### Stated problem
Can you copy out every one of the rows below word for word, with nothing changed?

** Start Data excerpts **

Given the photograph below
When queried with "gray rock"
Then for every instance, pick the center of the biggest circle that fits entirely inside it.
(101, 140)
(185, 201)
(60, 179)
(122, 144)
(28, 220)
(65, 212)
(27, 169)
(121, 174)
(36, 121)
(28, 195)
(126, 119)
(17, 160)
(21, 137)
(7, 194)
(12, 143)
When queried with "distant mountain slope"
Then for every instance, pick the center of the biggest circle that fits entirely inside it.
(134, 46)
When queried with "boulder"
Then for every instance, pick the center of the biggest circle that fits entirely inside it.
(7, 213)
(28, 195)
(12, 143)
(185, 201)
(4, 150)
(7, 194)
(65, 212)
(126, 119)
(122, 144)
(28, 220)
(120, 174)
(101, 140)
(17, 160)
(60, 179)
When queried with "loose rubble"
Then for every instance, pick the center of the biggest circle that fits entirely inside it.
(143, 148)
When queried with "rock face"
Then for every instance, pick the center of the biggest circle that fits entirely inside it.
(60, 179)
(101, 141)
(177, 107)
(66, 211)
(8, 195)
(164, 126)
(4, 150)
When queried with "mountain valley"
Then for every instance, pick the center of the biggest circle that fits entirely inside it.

** End Data excerpts **

### The solution
Given the photograph below
When queried with "gray rock"
Then for every instance, pick the center of the biggest circle that fits entirely inside it.
(101, 140)
(185, 201)
(60, 179)
(122, 144)
(28, 220)
(65, 212)
(27, 169)
(121, 174)
(36, 121)
(28, 195)
(126, 119)
(17, 160)
(21, 137)
(7, 194)
(12, 143)
When queried with "distant mountain slope"
Then for every instance, pick the center of the biggest circle that fits entirely inside it.
(134, 46)
When queried with "boulder"
Then for every instance, pick the center of the biggest circle that fits entirely inside it.
(7, 213)
(28, 195)
(12, 143)
(185, 201)
(4, 150)
(7, 194)
(65, 212)
(126, 119)
(122, 144)
(28, 220)
(120, 174)
(101, 140)
(17, 160)
(60, 179)
When queried with "loose rubble"
Then for every instance, pick the center of the biggest circle that fits entirely inside it.
(143, 148)
When queried with "rock face"
Then for every instance, pick the center of the biggest circle that fits entirely inside it.
(60, 179)
(101, 141)
(177, 107)
(66, 211)
(8, 195)
(164, 126)
(4, 150)
When queried with "mountain valley"
Then for every instance, pick the center of the biggest circle that fits entirely inside it.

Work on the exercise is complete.